▸ TASK GOAL
From the entries below, transcribe exactly the lines between the line holding "Target: green flower bud" and the line holding "of the pointed", inclusive; skip all other lines.

● ● ●

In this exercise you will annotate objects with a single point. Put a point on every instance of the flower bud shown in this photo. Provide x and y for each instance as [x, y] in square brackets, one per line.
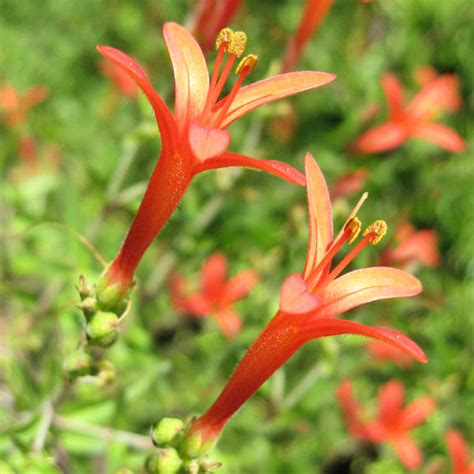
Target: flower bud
[102, 328]
[166, 430]
[166, 461]
[78, 363]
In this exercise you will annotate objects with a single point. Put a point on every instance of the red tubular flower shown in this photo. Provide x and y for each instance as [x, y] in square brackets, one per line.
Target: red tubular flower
[413, 248]
[415, 120]
[309, 304]
[15, 107]
[312, 17]
[394, 422]
[210, 17]
[194, 138]
[217, 294]
[458, 453]
[121, 81]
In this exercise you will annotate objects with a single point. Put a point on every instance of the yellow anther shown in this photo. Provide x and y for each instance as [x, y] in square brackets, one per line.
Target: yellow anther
[378, 229]
[224, 36]
[248, 62]
[238, 42]
[354, 226]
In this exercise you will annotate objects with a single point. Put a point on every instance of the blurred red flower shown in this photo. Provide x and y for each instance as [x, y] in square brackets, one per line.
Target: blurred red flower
[437, 95]
[394, 422]
[414, 247]
[15, 107]
[458, 453]
[217, 294]
[194, 138]
[310, 303]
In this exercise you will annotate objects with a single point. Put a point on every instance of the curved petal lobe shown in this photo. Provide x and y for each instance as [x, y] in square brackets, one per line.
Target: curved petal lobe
[276, 168]
[272, 89]
[190, 73]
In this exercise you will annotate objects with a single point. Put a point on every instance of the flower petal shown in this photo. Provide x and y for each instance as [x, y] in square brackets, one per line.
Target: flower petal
[190, 73]
[407, 451]
[272, 89]
[416, 412]
[394, 94]
[365, 285]
[228, 321]
[276, 168]
[320, 214]
[315, 328]
[391, 398]
[239, 286]
[295, 297]
[385, 137]
[207, 142]
[440, 135]
[164, 118]
[213, 274]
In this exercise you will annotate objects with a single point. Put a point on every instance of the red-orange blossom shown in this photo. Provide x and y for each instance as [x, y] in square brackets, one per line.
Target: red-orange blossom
[194, 137]
[309, 304]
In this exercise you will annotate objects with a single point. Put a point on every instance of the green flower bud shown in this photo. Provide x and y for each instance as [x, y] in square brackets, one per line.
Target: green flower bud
[166, 461]
[78, 363]
[85, 288]
[88, 306]
[166, 430]
[102, 328]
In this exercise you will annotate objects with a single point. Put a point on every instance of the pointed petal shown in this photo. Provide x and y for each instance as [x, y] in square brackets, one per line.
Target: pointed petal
[458, 451]
[228, 321]
[385, 137]
[440, 135]
[207, 142]
[213, 274]
[407, 451]
[394, 94]
[295, 297]
[365, 285]
[276, 168]
[239, 286]
[391, 397]
[163, 115]
[190, 73]
[274, 88]
[319, 214]
[439, 94]
[315, 327]
[417, 412]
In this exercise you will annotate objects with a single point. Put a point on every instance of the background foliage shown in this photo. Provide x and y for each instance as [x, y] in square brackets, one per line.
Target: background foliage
[107, 147]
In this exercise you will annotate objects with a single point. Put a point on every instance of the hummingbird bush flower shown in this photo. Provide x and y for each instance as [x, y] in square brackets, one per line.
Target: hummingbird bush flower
[394, 422]
[312, 17]
[458, 452]
[413, 248]
[194, 137]
[217, 294]
[416, 119]
[309, 306]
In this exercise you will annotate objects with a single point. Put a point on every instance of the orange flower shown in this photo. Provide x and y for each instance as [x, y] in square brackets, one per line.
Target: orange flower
[394, 422]
[15, 107]
[413, 248]
[312, 17]
[310, 304]
[217, 294]
[194, 138]
[415, 120]
[458, 453]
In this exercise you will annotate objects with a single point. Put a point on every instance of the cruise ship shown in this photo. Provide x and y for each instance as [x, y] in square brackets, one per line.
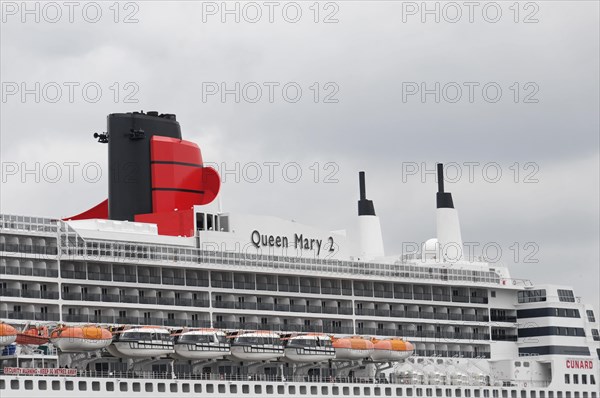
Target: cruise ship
[158, 292]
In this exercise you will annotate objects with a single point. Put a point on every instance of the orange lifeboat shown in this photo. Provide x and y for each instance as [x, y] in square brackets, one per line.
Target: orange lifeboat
[81, 338]
[34, 336]
[391, 350]
[8, 334]
[352, 348]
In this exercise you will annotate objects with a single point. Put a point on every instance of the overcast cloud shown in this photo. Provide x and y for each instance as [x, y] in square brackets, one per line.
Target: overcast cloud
[370, 57]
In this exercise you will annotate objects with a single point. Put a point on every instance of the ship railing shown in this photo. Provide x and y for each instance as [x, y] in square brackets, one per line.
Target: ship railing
[162, 253]
[229, 377]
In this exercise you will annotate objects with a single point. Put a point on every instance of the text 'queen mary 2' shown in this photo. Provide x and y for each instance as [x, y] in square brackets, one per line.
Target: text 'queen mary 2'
[158, 292]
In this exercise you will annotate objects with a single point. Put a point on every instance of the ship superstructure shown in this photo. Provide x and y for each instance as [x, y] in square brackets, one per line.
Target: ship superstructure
[198, 300]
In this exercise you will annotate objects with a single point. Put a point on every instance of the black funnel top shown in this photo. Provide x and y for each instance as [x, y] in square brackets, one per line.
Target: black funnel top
[444, 199]
[365, 206]
[129, 173]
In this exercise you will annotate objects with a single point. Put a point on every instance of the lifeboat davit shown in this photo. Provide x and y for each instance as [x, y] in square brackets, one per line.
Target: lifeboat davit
[309, 348]
[352, 348]
[391, 350]
[78, 339]
[201, 344]
[257, 346]
[33, 336]
[144, 342]
[8, 334]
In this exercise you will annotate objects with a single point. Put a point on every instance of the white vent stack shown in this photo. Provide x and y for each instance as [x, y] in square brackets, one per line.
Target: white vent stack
[369, 227]
[448, 227]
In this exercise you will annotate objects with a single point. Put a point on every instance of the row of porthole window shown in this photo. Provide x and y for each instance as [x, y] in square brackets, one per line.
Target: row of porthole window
[584, 379]
[68, 385]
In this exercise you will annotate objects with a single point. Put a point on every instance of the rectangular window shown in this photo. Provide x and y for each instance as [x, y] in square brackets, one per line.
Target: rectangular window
[531, 296]
[566, 296]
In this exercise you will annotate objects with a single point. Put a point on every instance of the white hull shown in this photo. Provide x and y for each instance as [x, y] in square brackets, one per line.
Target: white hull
[252, 354]
[352, 354]
[79, 345]
[133, 350]
[389, 355]
[188, 351]
[301, 356]
[255, 389]
[7, 340]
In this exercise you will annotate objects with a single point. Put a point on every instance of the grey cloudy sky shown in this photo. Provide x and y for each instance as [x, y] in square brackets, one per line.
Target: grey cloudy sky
[371, 56]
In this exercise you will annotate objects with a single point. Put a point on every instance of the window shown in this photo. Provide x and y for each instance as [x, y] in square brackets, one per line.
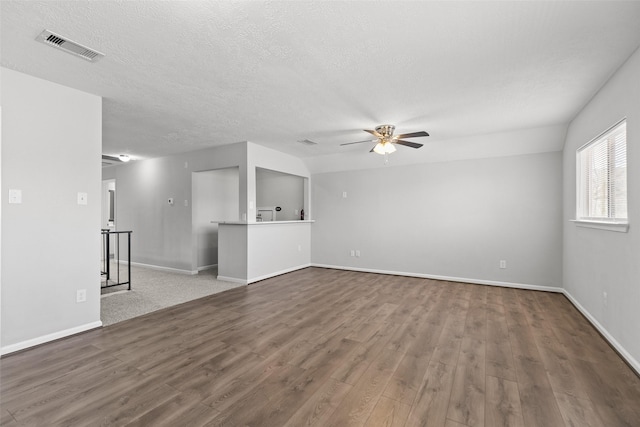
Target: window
[602, 177]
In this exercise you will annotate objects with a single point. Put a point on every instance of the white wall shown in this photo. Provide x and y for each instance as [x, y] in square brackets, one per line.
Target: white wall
[215, 198]
[450, 219]
[597, 261]
[51, 146]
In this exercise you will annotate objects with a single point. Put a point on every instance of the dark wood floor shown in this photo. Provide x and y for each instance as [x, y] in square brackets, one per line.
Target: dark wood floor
[332, 348]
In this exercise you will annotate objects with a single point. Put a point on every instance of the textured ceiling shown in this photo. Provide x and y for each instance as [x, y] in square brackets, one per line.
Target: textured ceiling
[180, 76]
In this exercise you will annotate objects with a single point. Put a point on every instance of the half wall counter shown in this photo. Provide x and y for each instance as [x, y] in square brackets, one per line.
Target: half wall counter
[250, 252]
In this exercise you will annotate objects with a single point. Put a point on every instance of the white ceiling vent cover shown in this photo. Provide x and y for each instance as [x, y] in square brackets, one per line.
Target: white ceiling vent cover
[54, 40]
[307, 142]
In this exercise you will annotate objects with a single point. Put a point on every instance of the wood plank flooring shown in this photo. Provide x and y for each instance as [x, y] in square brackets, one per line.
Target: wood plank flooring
[321, 347]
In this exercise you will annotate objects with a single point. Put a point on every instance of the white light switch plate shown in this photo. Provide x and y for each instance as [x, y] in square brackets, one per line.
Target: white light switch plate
[15, 196]
[82, 198]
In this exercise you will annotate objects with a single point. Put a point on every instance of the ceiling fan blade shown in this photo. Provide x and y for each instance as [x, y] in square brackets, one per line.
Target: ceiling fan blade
[408, 143]
[357, 142]
[413, 134]
[373, 132]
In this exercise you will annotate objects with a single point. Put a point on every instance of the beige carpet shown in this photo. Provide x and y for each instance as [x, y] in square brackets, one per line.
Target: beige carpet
[153, 290]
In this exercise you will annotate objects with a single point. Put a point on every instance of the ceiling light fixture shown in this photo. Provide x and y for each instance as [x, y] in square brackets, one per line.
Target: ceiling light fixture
[384, 147]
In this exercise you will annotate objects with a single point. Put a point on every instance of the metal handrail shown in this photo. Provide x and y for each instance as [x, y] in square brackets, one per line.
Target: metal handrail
[106, 264]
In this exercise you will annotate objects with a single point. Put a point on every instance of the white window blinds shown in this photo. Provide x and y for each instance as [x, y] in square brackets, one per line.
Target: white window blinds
[602, 177]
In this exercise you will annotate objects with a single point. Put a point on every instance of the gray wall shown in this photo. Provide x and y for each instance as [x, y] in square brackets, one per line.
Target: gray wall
[51, 144]
[215, 198]
[452, 219]
[598, 261]
[162, 233]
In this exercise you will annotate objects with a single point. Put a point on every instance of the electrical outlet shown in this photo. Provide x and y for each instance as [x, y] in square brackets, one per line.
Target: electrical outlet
[15, 196]
[81, 295]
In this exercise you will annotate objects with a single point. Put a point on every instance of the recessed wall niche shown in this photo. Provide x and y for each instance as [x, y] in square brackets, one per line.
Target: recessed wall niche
[279, 190]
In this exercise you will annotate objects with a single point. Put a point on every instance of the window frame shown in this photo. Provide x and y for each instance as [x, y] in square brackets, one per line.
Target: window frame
[604, 223]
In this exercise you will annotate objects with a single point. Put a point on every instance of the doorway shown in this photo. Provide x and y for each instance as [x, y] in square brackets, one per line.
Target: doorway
[215, 198]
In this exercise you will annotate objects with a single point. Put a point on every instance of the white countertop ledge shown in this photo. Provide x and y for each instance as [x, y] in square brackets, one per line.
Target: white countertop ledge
[621, 227]
[306, 221]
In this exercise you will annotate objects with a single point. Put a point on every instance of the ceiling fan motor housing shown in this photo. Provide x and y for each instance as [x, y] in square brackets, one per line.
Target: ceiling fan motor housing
[385, 130]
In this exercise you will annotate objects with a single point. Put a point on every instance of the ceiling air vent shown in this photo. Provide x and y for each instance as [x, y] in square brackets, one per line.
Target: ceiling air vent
[307, 142]
[55, 40]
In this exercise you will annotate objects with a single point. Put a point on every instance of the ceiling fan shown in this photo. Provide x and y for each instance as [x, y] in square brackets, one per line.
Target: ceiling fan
[386, 140]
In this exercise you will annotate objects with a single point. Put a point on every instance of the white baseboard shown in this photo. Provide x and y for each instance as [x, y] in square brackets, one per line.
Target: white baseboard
[278, 273]
[207, 267]
[447, 278]
[50, 337]
[233, 280]
[263, 277]
[161, 268]
[635, 365]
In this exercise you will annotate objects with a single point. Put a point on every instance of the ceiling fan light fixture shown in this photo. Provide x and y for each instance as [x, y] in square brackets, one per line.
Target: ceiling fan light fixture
[384, 147]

● ● ●

▸ RESPONSE TO THIS EXERCISE
Target: green flower bud
[166, 461]
[78, 363]
[85, 288]
[88, 306]
[166, 430]
[102, 328]
In this exercise you will annotate objects with a single point. Put a point on every instance of the pointed petal shown in this photo. Provide x and y for each instance as [x, y] in square brackets, one per line.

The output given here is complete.